EXERCISE 1:
Answer these questions using the forum thread on counting model parameters below.
(a) In the first reply from dhewitt, how many theoretically estimable parameters are given for 2 groups and 10 occasions?
(b) How many parameters does simone77 count for each group in the fully dependent CJS model?
(c) How many parameters does the final reply give for the model Phi(group+time), p(group+time)?
EXERCISE 2: Write out the passage of the forum thread below that runs between "Sorry, I should" and "Phi(group+time), p(group+time)", inclusive, reproducing it character for character.

DOCUMENT SECTION:
Apart of being this model more or less appropriate, I'm very interested in finding the way to calculate the number of parameters of an additive model: do you know how can I do it (or any reference about this issue)?

Thanks again

Simone

[dhewitt]

Additivity is more than just knowing that the three factors should be in the model. The structure you are using implies a particular design matrix, so it is just a caution about knowing the details of the model you are fitting. One thing that stands out in your descriptions is that session is nested in time.

For me, the best way to understand the model is to sketch out what you expect the estimates to look like according to the structure. Additive models can be tricky, at least to me. The sketching of the estimates according to your factors is also handy for parameter counting. There are established formula based on groups and time for standard CJS models. For example, with 2 groups and 10 occasions, the number of theoretically estimable parameters is: 2*2[the no. of groups]+(10[the no. of occasions]-2) = 12. Without a clearer understanding of your model structure, I can't tell how to count the parameters in your model.

[simone77]

Hi,

I append the design matrix of this model in another, more explicit, post whose subject is "how many parameters" in this forum. You can see it there to better understand the model structure.
Anyway I would like to take the opportunity to discuss something inherent this subject by means of the example you did. I don't understand the model you are considering for your example. If it would be a CJS (fully dependent) mode with two groups and 10 occasions I calculate 34 estimable parameters.
In fact, considering the saturated encounter history for each group (1111111111) as suggested in 4-61 of the last version of Gentle Mark Introduction for CJS model {Phi(t) P(t)}, it would have this probability:

Phi(1)P(2) Phi(2)P(3) Phi(3)P(4) Phi(4)P(5) Phi(5)P(6) Phi(6)P(7) Phi(7)P(8) Phi(8)P(9) Beta(10)
(Unfortunately the 8th survival and recapture rate are black glass smiles!)

Where:

Beta(10)=Phi(9)P10 that are each one an unestimable parameter.

The same for the other group (suppose colony A and colony B). So, resuming for each group, there would be:

8 Phi
8 P
1 Beta

That is: 17 parameters for each group. And 34 parameters for the whole model. It is very different from 12 and I suppose you were not talking about CJS because in that case I'm very confused on the way to calculate how many parameters one model has!

Thanks

Simone

[dhewitt]

Simone,

Sorry, I should have been more explicit. You were asking about additive models, so the calculation I gave was for:

Phi(group), p(group+time) = 12 parms

You are correct on the 34 parameters for the full model:

Phi(group*time), p(group*time)

For a model with additive effects on both parameters:

Phi(group+time), p(group+time)

it would be 19 parameters.

GIVEN DATA:
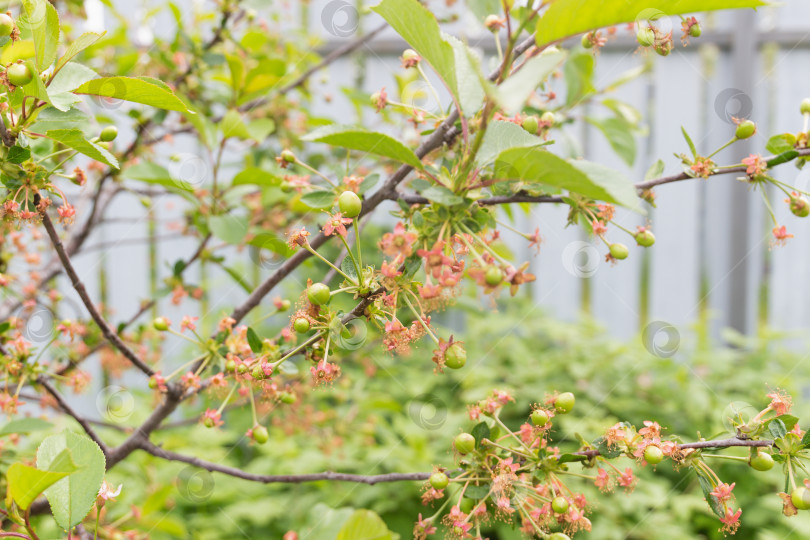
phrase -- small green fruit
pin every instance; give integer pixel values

RIGHT ANSWER 1:
(a) 12
(b) 17
(c) 19

RIGHT ANSWER 2:
Sorry, I should have been more explicit. You were asking about additive models, so the calculation I gave was for:

Phi(group), p(group+time) = 12 parms

You are correct on the 34 parameters for the full model:

Phi(group*time), p(group*time)

For a model with additive effects on both parameters:

Phi(group+time), p(group+time)